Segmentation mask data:
= = = = =
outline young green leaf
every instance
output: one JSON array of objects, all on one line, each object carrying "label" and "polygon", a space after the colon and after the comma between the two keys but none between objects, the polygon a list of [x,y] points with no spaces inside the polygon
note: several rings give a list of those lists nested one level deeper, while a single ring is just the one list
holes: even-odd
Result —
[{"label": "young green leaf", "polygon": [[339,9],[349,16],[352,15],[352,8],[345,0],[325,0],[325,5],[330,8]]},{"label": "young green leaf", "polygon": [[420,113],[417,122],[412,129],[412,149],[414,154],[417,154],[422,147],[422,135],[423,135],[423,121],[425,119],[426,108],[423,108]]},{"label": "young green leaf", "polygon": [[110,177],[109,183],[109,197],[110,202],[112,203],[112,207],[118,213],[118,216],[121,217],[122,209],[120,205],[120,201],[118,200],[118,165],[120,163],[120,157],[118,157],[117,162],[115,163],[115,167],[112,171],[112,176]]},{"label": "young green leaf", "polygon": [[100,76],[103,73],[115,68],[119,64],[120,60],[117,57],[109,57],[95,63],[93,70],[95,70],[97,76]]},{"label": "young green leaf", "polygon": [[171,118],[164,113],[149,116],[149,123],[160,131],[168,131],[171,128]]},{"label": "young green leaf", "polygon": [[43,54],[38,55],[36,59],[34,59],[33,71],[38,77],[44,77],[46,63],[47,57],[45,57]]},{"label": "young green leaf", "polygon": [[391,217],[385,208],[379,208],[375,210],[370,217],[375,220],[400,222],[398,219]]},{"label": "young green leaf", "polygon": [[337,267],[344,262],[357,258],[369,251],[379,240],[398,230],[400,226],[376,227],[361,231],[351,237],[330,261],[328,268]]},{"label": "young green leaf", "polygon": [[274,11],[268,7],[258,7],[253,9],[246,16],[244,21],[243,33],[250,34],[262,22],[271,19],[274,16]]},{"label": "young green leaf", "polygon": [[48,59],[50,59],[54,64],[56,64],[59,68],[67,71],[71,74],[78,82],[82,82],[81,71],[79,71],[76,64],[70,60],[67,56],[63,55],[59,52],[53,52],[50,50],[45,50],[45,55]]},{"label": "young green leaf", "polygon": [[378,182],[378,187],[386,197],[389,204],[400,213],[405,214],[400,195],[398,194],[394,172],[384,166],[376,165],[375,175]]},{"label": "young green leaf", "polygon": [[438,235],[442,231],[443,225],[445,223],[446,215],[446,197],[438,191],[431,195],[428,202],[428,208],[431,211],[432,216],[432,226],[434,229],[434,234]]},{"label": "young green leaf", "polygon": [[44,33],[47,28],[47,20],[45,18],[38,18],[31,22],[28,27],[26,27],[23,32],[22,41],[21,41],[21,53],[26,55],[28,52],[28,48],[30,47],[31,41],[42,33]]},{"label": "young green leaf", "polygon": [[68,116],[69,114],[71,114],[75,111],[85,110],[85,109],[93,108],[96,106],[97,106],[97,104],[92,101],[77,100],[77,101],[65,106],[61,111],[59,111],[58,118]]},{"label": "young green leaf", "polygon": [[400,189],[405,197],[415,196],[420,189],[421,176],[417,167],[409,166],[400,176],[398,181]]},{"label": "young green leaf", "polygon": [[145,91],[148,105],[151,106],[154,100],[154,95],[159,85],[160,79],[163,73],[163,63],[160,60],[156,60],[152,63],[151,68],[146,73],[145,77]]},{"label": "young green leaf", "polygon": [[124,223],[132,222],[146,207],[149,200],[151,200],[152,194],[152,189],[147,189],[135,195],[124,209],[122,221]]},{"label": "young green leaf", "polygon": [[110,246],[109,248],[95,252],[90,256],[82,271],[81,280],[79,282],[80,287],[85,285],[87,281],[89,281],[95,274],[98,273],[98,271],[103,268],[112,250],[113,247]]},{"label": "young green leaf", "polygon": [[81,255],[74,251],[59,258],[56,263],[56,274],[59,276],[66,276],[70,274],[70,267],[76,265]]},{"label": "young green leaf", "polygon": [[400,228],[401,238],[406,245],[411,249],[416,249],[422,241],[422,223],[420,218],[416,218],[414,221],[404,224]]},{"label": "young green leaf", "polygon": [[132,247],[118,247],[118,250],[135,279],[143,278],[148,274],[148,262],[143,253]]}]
= = = = =
Task item: Please give the number of lines in the data where "list" appears, without any other words.

Written answer: 2